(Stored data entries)
- - -

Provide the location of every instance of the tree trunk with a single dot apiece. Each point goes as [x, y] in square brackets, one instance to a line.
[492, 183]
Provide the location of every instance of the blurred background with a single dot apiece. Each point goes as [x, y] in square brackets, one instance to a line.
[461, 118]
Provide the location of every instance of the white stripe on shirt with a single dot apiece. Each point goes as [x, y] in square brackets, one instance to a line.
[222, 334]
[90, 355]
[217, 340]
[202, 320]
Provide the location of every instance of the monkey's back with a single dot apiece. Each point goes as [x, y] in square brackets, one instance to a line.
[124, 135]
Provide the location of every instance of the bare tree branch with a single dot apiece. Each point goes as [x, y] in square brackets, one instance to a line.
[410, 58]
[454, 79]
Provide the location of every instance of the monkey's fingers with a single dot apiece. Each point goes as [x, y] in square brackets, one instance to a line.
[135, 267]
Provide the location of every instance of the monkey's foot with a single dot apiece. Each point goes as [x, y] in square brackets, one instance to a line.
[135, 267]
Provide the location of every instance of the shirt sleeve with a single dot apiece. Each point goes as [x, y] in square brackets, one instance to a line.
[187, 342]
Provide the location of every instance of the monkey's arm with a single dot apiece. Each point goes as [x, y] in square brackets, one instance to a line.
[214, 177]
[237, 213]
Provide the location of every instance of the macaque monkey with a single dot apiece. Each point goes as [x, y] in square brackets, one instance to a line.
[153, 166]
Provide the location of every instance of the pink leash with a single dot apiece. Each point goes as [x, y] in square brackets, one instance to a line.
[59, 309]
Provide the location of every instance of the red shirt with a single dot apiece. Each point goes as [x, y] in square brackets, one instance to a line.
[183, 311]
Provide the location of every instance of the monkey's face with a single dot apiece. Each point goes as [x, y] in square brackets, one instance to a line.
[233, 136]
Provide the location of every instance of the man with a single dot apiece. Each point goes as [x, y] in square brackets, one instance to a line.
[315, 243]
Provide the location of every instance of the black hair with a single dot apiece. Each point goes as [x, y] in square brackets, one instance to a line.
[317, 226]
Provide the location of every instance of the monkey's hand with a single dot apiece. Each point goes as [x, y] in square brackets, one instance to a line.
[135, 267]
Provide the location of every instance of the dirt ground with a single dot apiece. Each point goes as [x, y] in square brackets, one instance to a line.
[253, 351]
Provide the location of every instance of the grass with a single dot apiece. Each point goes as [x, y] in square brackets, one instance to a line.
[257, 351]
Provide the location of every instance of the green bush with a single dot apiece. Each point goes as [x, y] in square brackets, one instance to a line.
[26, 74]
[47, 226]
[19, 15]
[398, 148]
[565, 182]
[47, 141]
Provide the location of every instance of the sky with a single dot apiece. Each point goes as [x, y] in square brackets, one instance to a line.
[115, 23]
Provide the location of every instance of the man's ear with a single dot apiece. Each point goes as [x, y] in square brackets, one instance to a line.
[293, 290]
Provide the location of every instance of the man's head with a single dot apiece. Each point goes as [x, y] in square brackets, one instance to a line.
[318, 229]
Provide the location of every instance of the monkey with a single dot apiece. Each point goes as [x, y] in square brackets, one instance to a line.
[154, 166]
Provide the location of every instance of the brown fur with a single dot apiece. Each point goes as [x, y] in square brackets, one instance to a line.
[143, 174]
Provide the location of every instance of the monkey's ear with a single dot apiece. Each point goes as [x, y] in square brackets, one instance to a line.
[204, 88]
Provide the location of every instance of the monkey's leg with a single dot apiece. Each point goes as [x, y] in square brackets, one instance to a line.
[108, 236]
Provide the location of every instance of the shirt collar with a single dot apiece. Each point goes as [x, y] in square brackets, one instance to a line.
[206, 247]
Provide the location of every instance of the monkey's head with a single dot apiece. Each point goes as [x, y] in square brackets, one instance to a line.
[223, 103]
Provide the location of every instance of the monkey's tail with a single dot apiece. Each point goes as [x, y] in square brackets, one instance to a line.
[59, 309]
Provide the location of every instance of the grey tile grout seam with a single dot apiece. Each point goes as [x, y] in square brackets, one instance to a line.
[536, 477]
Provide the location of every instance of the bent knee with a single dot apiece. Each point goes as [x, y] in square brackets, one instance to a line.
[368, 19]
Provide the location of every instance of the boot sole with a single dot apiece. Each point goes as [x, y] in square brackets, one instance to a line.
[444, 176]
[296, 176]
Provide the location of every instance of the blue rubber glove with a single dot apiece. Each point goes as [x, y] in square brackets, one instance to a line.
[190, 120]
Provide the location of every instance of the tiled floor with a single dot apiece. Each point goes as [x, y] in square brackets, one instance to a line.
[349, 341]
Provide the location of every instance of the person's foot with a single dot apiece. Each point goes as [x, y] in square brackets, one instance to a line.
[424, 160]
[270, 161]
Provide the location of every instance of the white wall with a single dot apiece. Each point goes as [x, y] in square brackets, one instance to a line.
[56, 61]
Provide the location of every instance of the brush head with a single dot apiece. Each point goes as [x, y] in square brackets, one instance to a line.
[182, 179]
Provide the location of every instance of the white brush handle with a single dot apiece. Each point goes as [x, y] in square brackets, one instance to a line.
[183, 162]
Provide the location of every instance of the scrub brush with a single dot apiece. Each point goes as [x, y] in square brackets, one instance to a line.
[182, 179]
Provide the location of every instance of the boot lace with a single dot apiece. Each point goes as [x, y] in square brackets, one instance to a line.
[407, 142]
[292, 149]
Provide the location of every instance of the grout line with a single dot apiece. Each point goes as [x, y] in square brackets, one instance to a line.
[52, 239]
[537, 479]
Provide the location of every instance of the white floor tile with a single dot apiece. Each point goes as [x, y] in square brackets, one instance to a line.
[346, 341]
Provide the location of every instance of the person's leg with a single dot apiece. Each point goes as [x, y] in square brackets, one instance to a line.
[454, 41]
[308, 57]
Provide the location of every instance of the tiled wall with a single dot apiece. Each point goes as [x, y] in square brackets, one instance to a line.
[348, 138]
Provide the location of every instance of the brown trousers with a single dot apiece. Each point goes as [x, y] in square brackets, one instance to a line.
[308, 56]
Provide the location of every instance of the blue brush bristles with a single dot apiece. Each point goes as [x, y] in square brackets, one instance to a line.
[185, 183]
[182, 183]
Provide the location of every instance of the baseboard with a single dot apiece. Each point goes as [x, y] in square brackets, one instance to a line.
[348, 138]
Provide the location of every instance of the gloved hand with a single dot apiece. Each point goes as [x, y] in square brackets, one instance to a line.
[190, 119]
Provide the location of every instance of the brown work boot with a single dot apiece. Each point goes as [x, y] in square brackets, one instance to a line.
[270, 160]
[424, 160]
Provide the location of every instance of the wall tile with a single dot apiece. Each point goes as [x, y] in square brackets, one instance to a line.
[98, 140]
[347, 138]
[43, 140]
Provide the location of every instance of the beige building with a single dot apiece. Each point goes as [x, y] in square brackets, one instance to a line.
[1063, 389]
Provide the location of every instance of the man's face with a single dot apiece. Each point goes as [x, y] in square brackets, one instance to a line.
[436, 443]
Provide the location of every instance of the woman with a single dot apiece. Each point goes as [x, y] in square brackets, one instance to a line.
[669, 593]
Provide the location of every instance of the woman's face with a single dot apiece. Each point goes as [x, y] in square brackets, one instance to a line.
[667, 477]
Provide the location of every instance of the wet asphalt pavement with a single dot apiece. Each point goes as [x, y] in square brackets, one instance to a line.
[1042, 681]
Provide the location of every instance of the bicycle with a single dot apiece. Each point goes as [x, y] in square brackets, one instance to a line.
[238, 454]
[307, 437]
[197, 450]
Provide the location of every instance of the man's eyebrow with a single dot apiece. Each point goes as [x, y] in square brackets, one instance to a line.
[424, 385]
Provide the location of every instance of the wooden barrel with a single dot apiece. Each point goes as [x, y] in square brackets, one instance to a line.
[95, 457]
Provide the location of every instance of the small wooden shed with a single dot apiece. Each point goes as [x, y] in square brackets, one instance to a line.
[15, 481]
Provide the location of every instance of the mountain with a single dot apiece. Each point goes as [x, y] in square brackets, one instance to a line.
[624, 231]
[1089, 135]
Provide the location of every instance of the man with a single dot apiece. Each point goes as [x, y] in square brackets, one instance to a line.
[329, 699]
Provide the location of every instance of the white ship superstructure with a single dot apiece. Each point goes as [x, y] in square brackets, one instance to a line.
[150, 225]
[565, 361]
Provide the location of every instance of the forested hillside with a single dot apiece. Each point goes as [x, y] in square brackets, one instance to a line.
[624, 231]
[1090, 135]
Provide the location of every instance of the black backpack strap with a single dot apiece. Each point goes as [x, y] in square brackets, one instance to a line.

- - -

• What needs to be done:
Beginning with the line that contains "Provide the location of every instance of the man's face", repeat every line through the end of the records and nothing more.

• Reply:
Provide the location of every instance of the man's face with a single dot apiece. Each point goes as [x, y] in square brackets, one instance to a line.
[436, 443]
Provide the location of every instance of the woman with a single dot apiece. Each point goes as [x, y] in square brackets, one instance to a line.
[669, 593]
Provide the location of every instance of the woman's face with a single dot apiece. Each point goes as [x, y] in square brackets, one instance to a line.
[667, 477]
Provide the location of every instance of the wet asphalt pavement with a single dot apiece. Each point goes as [x, y] in square brackets, one instance to a line.
[1042, 681]
Provide the location of every instance of the bicycle with a single dot apiece. Each point goes as [x, y] in square brackets, one instance to a line.
[238, 454]
[307, 437]
[197, 450]
Provide the location of every instance of the man's eyebrow with a single dot apiece. Each point goes as [x, y] in square brackets, one instance to a line.
[424, 385]
Provide the location of every instance of the wooden barrel with a single dot apiece. Each point goes as [x, y] in square brackets, one instance to a line.
[95, 457]
Provide the location of every instance of the small wooden shed with a single dot apiece. Each point goes as [x, y] in square brackets, one instance to a line.
[15, 481]
Provide the location of every instance of the mountain with a single dot apiece. Each point goes as [x, y] in square brackets, one instance to a line.
[624, 231]
[1089, 135]
Provide the location of every instance of the man with a single dot apiece. Each point goes as [x, y] in square brackets, one instance to a line.
[329, 699]
Provide the location of every instance of the white ship superstructure with a single dot apiece. Each point goes as [x, y] in square brackets, one instance to a line.
[150, 225]
[565, 361]
Provide the location of every instance of the forested hillside with a single dot apiece. Each point goes as [x, y] in square brackets, one instance to a line.
[624, 231]
[1090, 135]
Provide the location of every instance of the black backpack strap with a single dot apiece. Each point goes as [x, y] in square brackets, one instance to a line.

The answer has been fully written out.